■ What to produce ■
Transcribe, exactly as they appear, only the lines from the one holding "the brown corduroy" through the end of the entries below.

[Point localization data]
• • • •
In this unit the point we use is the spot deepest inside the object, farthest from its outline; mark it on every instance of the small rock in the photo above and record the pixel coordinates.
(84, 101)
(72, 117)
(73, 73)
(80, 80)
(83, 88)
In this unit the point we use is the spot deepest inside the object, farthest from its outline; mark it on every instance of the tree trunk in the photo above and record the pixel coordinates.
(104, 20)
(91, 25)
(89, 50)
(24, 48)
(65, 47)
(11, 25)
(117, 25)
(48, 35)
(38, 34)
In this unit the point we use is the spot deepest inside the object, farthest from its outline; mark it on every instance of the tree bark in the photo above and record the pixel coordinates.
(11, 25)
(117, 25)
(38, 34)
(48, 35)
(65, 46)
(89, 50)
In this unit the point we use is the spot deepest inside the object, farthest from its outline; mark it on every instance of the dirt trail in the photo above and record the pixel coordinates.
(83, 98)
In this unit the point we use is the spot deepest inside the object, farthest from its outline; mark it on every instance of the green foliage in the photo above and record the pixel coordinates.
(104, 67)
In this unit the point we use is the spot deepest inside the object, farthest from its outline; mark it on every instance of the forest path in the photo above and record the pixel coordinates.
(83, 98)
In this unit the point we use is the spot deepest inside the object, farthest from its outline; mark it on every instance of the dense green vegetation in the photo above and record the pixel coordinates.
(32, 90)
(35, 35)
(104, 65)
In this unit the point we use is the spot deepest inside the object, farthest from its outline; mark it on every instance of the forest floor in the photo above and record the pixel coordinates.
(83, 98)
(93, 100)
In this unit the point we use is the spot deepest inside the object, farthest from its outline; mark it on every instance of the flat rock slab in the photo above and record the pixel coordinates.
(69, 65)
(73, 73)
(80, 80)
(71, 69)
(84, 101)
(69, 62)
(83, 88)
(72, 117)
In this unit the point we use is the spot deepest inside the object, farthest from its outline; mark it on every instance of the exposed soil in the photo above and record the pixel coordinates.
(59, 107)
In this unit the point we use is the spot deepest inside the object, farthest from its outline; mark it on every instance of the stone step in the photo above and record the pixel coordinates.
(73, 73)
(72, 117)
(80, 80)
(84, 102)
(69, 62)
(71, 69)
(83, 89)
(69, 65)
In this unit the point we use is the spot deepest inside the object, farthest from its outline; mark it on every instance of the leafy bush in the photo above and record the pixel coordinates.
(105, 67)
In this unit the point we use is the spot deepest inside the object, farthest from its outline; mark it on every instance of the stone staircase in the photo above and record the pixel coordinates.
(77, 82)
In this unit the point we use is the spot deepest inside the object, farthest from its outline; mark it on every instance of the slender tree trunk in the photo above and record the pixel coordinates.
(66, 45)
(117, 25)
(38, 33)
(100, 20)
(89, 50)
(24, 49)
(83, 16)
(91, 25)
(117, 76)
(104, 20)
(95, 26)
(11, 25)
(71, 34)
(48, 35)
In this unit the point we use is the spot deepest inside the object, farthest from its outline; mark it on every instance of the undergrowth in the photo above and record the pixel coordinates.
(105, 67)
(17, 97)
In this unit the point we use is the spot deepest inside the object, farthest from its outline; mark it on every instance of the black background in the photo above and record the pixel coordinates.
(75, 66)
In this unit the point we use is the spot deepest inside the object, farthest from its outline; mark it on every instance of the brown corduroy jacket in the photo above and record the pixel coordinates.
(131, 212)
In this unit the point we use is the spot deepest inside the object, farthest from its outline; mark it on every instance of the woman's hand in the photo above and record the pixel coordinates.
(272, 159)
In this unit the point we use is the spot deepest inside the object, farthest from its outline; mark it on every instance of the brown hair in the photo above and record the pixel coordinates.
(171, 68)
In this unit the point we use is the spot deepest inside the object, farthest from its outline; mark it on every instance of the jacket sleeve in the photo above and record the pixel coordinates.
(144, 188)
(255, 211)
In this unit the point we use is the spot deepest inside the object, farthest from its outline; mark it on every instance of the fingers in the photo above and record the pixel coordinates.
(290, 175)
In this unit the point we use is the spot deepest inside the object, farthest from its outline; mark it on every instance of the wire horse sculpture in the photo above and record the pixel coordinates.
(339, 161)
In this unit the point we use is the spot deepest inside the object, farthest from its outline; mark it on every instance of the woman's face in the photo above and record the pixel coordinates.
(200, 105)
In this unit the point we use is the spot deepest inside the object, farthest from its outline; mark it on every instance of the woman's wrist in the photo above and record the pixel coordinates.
• • • •
■ Task solution ■
In this unit the point we use is the spot deepest inside the object, farthest from its outline; mark it on every instance of the brown corduroy jacket in the photo above and record the pixel coordinates.
(131, 212)
In this unit the point we use is the spot deepest inside the object, farthest from its outline; mark it on every instance of the woman's hand in the photo above and record the pixel coordinates.
(272, 159)
In this unit the point we use is the spot deepest inside the object, farthest from its outline; mark it on every instance of the brown hair in the photo above and record the pixel coordinates.
(171, 68)
In this unit the point we use is the spot deepest inside the object, farthest from its outline; mark it on every instance of the jacket sleeve in the photo above and record the pixel coordinates.
(144, 188)
(255, 211)
In this unit the point we use is the spot deepest inside the object, farthest from its outline; mark it on every instance of the fingers in the photo above and record the pixel coordinates.
(290, 175)
In this unit the point we use is the spot deepest inside the object, farthest from its outline; mark it on every instance of the wire horse sculpture in the photo above and record the pixel coordinates.
(339, 161)
In this unit the point we use is the spot deepest inside the object, farthest from its outline; mark it on every instance of the woman's face in the photo above and record the pixel coordinates.
(200, 105)
In this unit the point we use is the spot deepest inside the object, farthest from its outline; mark it on every instance of the woman's wrist in the photo above and record the pixel coordinates.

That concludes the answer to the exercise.